• **What is required**:
Copy out the lines of the records from their start through the line containing "negative clicks: (385, 288) (451, 249)", inclusive, leaving out the pictures.

================================

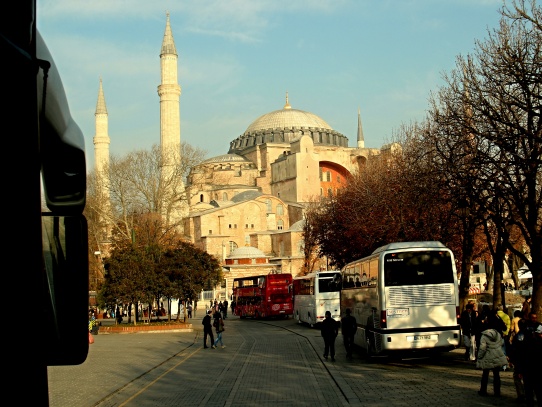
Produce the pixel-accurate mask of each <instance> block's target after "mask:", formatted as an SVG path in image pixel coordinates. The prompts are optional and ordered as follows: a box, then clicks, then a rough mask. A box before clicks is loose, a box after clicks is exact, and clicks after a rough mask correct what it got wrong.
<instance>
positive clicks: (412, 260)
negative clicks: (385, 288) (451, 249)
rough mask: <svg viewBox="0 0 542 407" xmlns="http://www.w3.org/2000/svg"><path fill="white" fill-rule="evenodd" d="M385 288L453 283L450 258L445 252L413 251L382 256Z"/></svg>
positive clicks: (453, 278)
mask: <svg viewBox="0 0 542 407" xmlns="http://www.w3.org/2000/svg"><path fill="white" fill-rule="evenodd" d="M384 281H385V284H386V286H388V287H390V286H401V285H421V284H443V283H453V282H454V275H453V267H452V258H451V256H450V253H449V252H447V251H415V252H399V253H388V254H386V255H384Z"/></svg>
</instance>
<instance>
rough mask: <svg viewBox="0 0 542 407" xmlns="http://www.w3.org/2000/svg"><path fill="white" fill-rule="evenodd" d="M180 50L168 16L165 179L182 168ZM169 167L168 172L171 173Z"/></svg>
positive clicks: (160, 123)
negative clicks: (177, 55) (180, 112)
mask: <svg viewBox="0 0 542 407" xmlns="http://www.w3.org/2000/svg"><path fill="white" fill-rule="evenodd" d="M177 59H178V56H177V50H176V49H175V41H173V34H172V33H171V26H170V24H169V12H167V13H166V30H165V32H164V40H163V41H162V49H161V51H160V67H161V71H162V72H161V84H160V85H159V86H158V96H159V97H160V147H161V150H162V159H163V163H162V164H163V167H162V171H163V172H164V171H165V172H166V173H165V174H164V176H168V175H171V174H172V173H173V171H174V168H173V167H174V166H175V165H177V166H179V165H180V154H181V115H180V108H179V99H180V96H181V87H180V86H179V84H178V83H177ZM168 167H169V171H168Z"/></svg>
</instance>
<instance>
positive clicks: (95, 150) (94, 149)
mask: <svg viewBox="0 0 542 407" xmlns="http://www.w3.org/2000/svg"><path fill="white" fill-rule="evenodd" d="M94 117H95V124H96V134H95V135H94V140H93V141H94V161H95V163H94V168H95V169H96V175H97V176H99V177H102V176H104V177H105V174H107V172H108V170H109V144H110V143H111V139H110V138H109V134H108V133H109V130H108V127H109V118H108V115H107V107H106V106H105V97H104V89H103V84H102V78H100V88H99V90H98V102H97V103H96V113H94ZM105 178H109V177H105ZM104 182H105V180H104Z"/></svg>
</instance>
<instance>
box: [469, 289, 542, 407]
mask: <svg viewBox="0 0 542 407" xmlns="http://www.w3.org/2000/svg"><path fill="white" fill-rule="evenodd" d="M537 319H538V315H537V314H536V313H535V312H534V311H531V308H530V297H527V298H526V300H525V302H524V304H523V309H522V310H521V311H520V310H517V311H515V312H514V316H513V318H512V319H510V317H509V316H508V315H507V314H506V313H505V312H504V311H503V310H502V307H499V308H497V309H494V310H492V309H490V307H489V306H488V305H484V306H483V307H482V310H481V312H480V313H478V312H477V311H476V307H475V305H474V304H473V303H468V304H467V305H466V307H465V311H463V312H462V313H461V318H460V325H461V330H462V334H463V342H464V344H465V349H466V352H465V358H466V359H467V360H469V359H470V360H474V361H476V367H477V368H478V369H481V370H482V381H481V384H480V390H479V391H478V394H479V395H481V396H487V394H488V393H487V386H488V381H489V373H490V372H492V374H493V394H494V395H495V396H500V393H501V380H500V371H502V370H506V369H507V368H508V367H512V368H513V369H514V373H513V378H514V385H515V388H516V394H517V400H518V401H520V402H522V401H525V402H526V403H527V405H528V406H534V395H535V394H536V398H537V400H538V405H539V406H542V388H541V386H539V385H537V384H536V383H538V384H539V383H542V369H541V368H540V366H542V324H541V323H539V322H538V321H537Z"/></svg>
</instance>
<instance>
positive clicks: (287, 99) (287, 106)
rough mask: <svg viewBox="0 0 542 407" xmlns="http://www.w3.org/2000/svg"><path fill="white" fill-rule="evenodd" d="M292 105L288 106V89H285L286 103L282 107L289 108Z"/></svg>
mask: <svg viewBox="0 0 542 407" xmlns="http://www.w3.org/2000/svg"><path fill="white" fill-rule="evenodd" d="M291 108H292V106H290V103H289V102H288V91H286V104H285V105H284V109H291Z"/></svg>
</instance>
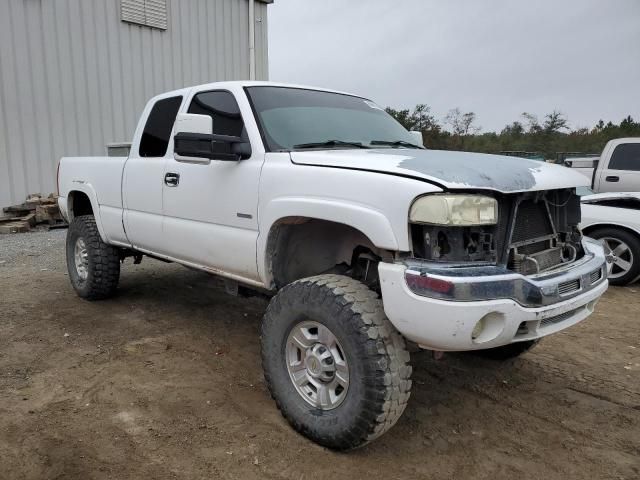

================================

• **Answer to this exercise**:
Produce the pixel-accurate mask of each <instance> block's target after "mask:", formatted as an SVG path in image pixel coordinates. The prompts are optional and ordered as follows: a box, then clicks, then a rough mask. A box before clicks is loose, a box after clicks is exact, and clicks after a rough mask correct what it got wrong.
<instance>
positive clicks: (412, 260)
negative clicks: (385, 288) (451, 249)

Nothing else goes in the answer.